● Task description:
Using the entries below, copy out all lines where "cola" is found.

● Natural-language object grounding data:
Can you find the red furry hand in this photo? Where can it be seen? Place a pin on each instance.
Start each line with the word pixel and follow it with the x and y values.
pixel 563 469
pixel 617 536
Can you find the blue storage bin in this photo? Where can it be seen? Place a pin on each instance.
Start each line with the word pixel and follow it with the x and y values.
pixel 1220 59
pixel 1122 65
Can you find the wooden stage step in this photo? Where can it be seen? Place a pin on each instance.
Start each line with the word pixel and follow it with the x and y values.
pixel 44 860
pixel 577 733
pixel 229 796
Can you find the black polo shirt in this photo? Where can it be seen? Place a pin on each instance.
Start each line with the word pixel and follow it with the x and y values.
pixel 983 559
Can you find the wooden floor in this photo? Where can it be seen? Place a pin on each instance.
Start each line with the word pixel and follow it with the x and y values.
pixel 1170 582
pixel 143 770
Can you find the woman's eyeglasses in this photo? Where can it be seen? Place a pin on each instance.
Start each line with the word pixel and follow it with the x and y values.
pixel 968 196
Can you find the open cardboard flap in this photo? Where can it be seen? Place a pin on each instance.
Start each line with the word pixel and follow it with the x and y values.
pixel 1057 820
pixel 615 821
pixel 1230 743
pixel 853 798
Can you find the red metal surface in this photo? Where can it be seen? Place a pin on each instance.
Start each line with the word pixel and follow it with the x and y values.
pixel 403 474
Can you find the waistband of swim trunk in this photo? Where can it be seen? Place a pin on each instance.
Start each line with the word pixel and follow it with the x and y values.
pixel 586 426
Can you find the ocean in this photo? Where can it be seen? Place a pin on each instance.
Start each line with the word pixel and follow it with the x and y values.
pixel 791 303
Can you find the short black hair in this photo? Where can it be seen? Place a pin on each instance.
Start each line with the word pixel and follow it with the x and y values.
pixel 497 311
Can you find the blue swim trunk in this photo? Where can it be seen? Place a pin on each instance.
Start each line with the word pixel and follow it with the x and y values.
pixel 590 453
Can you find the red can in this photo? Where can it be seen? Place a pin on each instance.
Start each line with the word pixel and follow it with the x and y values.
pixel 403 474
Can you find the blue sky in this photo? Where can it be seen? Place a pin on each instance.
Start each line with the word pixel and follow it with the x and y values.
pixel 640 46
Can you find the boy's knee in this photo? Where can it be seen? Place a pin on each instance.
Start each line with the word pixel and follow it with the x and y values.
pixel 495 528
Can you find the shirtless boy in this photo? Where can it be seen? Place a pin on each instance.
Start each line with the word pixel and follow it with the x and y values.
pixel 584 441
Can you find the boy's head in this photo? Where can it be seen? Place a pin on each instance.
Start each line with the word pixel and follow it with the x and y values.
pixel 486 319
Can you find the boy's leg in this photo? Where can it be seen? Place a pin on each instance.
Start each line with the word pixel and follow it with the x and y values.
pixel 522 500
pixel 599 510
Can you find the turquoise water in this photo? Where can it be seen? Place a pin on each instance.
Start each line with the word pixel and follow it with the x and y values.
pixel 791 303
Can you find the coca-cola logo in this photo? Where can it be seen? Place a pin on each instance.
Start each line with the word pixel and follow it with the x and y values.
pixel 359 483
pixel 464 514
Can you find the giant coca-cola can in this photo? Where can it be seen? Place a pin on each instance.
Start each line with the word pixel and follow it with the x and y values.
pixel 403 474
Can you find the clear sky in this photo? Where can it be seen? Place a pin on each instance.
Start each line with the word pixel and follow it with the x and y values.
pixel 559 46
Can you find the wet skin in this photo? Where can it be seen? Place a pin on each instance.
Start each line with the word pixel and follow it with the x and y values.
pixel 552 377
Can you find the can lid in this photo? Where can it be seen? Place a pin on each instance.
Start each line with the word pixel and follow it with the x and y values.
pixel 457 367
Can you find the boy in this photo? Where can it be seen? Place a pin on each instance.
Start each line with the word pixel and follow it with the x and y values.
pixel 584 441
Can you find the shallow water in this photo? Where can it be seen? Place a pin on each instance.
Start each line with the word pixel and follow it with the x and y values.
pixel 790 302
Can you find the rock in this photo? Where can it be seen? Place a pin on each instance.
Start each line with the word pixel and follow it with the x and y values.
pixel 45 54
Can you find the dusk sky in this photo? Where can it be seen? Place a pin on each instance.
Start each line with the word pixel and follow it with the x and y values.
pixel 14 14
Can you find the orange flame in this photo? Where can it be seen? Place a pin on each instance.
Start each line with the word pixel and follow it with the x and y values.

● Answer section:
Can you find the coca-cola logo in this photo? Where can it be seen? Place a pin on each instance.
Can you find the giant coca-cola can in this photo? Where can it be seen? Place a pin on each instance.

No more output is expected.